--- Exercise ---
Rescale the part of the listing that runs from the line with "Reviewer note: verify that every instance of the green leaf" up to and including the line with "<point>178,1054</point>", reproducing every line, requests included. Multiply each answer coordinate by 0.55 and round it to a whole number, with halves rounding up.

[Entries from a pointing dataset]
☆ ☆ ☆ ☆

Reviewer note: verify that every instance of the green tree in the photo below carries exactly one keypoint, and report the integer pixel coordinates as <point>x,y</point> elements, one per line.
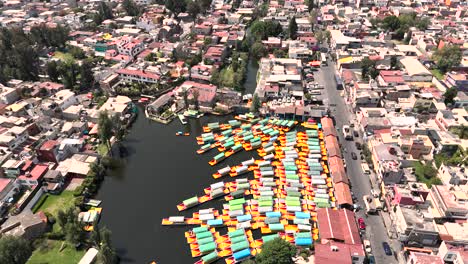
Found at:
<point>292,28</point>
<point>391,22</point>
<point>193,8</point>
<point>258,50</point>
<point>256,104</point>
<point>394,63</point>
<point>320,36</point>
<point>185,97</point>
<point>312,5</point>
<point>196,95</point>
<point>77,53</point>
<point>105,128</point>
<point>449,95</point>
<point>423,23</point>
<point>264,29</point>
<point>207,41</point>
<point>131,8</point>
<point>368,69</point>
<point>100,238</point>
<point>215,77</point>
<point>205,4</point>
<point>86,74</point>
<point>104,12</point>
<point>279,53</point>
<point>69,73</point>
<point>313,18</point>
<point>175,6</point>
<point>277,251</point>
<point>447,57</point>
<point>14,250</point>
<point>52,71</point>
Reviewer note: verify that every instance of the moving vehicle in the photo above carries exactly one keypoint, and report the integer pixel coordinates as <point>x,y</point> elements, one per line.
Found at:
<point>367,246</point>
<point>370,205</point>
<point>323,59</point>
<point>347,132</point>
<point>365,168</point>
<point>387,249</point>
<point>358,146</point>
<point>361,223</point>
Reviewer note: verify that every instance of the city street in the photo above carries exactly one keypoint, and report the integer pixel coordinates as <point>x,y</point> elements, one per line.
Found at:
<point>360,184</point>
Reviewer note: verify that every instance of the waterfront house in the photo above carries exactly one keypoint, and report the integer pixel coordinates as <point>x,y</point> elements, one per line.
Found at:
<point>33,177</point>
<point>76,166</point>
<point>119,105</point>
<point>25,224</point>
<point>53,181</point>
<point>201,72</point>
<point>206,92</point>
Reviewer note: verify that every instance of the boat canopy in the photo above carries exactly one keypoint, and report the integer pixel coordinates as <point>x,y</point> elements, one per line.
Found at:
<point>240,255</point>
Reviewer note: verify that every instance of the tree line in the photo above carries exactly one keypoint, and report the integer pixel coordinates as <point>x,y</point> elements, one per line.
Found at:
<point>401,24</point>
<point>19,52</point>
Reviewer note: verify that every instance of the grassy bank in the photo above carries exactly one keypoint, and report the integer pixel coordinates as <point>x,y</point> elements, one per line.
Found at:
<point>53,203</point>
<point>52,252</point>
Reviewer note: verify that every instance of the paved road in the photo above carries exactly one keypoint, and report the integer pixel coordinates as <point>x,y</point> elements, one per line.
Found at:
<point>376,231</point>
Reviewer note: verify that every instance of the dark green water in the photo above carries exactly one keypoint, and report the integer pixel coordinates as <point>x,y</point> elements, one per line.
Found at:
<point>161,171</point>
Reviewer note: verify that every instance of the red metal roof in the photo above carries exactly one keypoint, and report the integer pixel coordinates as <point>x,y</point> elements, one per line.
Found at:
<point>325,255</point>
<point>4,183</point>
<point>338,225</point>
<point>49,144</point>
<point>332,146</point>
<point>36,173</point>
<point>328,127</point>
<point>139,73</point>
<point>337,170</point>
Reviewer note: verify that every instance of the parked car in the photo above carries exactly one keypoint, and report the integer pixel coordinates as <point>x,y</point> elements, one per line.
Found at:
<point>361,223</point>
<point>387,249</point>
<point>358,145</point>
<point>367,246</point>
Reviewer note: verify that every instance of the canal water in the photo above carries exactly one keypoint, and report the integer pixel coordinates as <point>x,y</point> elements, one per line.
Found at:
<point>160,172</point>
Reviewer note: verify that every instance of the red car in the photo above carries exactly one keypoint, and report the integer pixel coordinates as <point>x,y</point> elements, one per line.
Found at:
<point>361,223</point>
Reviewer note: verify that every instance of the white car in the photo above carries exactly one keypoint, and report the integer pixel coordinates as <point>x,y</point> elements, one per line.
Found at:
<point>367,246</point>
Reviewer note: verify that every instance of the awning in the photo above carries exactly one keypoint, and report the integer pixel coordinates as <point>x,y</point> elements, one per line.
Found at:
<point>343,194</point>
<point>346,60</point>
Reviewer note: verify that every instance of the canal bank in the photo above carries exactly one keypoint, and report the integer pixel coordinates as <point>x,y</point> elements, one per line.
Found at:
<point>160,171</point>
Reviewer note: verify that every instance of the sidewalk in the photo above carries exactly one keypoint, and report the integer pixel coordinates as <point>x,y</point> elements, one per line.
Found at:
<point>391,232</point>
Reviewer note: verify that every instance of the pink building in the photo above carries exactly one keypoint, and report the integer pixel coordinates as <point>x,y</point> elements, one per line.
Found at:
<point>411,194</point>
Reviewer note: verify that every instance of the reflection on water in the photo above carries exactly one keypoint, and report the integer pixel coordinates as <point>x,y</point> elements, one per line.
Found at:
<point>160,171</point>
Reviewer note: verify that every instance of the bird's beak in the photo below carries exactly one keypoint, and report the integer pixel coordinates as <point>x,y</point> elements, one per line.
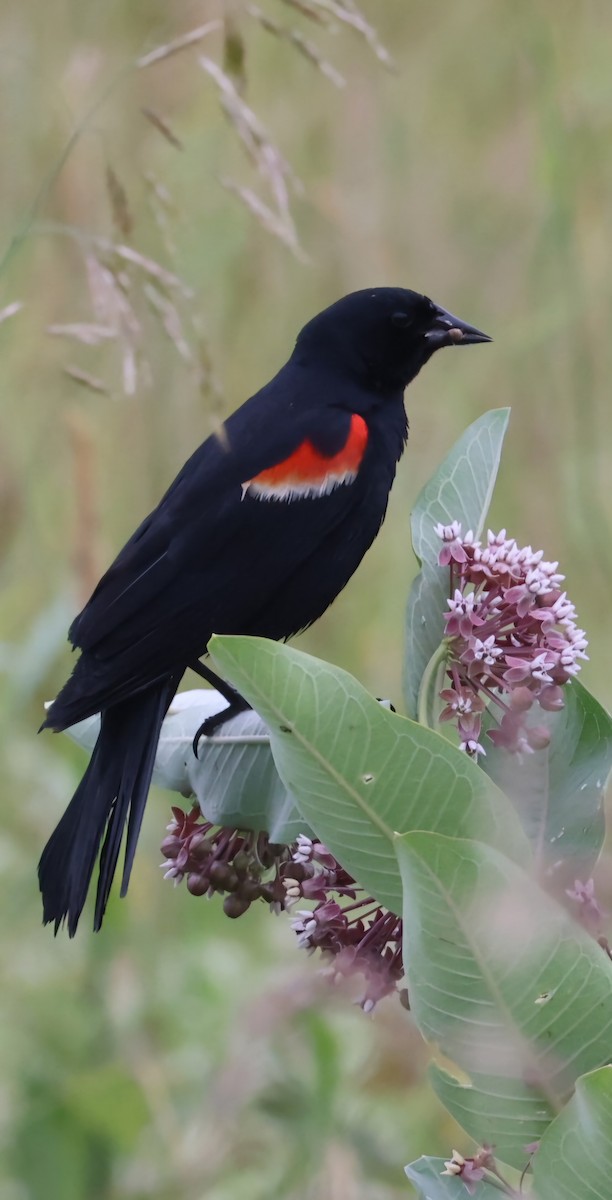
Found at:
<point>449,330</point>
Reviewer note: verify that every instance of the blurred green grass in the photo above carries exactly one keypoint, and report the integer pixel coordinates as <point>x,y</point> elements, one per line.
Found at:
<point>177,1054</point>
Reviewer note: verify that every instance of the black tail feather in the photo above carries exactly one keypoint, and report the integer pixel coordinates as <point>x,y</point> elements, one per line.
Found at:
<point>113,790</point>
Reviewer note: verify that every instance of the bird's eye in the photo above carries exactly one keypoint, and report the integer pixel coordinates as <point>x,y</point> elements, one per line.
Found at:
<point>400,319</point>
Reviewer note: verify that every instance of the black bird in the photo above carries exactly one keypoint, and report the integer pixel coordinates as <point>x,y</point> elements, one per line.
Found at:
<point>258,534</point>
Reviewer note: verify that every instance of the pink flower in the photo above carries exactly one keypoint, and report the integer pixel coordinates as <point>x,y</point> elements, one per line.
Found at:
<point>511,635</point>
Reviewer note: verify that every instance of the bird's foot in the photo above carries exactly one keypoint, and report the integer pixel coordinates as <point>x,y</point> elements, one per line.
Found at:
<point>237,705</point>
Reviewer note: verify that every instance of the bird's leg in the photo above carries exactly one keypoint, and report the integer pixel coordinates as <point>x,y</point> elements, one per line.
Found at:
<point>235,701</point>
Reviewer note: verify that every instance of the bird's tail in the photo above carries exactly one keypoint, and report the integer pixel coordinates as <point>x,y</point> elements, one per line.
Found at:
<point>112,792</point>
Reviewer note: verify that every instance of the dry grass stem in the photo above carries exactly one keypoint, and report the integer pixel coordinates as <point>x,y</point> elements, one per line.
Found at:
<point>119,205</point>
<point>171,321</point>
<point>347,13</point>
<point>84,333</point>
<point>264,154</point>
<point>167,279</point>
<point>267,217</point>
<point>301,43</point>
<point>179,43</point>
<point>87,381</point>
<point>10,310</point>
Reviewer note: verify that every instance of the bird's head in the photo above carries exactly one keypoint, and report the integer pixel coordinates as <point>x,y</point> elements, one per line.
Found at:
<point>382,335</point>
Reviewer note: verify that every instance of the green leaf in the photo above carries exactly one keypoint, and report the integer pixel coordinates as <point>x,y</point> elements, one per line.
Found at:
<point>234,778</point>
<point>503,979</point>
<point>495,1110</point>
<point>559,791</point>
<point>575,1156</point>
<point>108,1102</point>
<point>426,1176</point>
<point>460,490</point>
<point>359,772</point>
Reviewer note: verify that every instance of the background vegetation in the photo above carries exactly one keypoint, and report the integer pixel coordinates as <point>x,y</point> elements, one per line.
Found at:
<point>178,1054</point>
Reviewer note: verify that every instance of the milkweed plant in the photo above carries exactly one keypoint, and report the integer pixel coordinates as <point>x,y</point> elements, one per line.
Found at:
<point>447,856</point>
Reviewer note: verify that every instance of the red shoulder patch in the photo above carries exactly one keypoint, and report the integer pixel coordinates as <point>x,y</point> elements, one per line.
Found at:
<point>310,473</point>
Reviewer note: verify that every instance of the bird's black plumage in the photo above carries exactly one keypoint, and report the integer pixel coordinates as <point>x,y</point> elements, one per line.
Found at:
<point>258,533</point>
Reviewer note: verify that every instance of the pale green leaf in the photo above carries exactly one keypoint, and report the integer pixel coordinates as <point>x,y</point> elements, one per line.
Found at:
<point>234,778</point>
<point>426,1176</point>
<point>359,772</point>
<point>575,1157</point>
<point>495,1110</point>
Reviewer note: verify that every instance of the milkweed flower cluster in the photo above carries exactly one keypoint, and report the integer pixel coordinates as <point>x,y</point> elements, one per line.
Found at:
<point>355,935</point>
<point>511,636</point>
<point>359,937</point>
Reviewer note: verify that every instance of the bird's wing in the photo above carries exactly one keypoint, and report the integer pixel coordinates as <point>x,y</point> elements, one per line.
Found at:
<point>219,538</point>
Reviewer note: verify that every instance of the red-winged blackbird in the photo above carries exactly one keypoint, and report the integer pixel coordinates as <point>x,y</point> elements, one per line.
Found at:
<point>258,533</point>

☆ ☆ ☆ ☆

--- Solution to the exercise ---
Reviewer note: verify that every instance of the green leaf in the photo above carries exactly one keypoint, and report the integer pixel coordinates as <point>x,y</point> elements, one per line.
Found at:
<point>129,428</point>
<point>277,538</point>
<point>272,611</point>
<point>307,435</point>
<point>316,636</point>
<point>59,606</point>
<point>234,647</point>
<point>253,270</point>
<point>197,425</point>
Reviewer note: verify that every instance of the background vegetation in the photo above carries exactly one keypoint, and report the integer pixel coordinates as <point>x,y</point> elements, one per line.
Found at:
<point>98,580</point>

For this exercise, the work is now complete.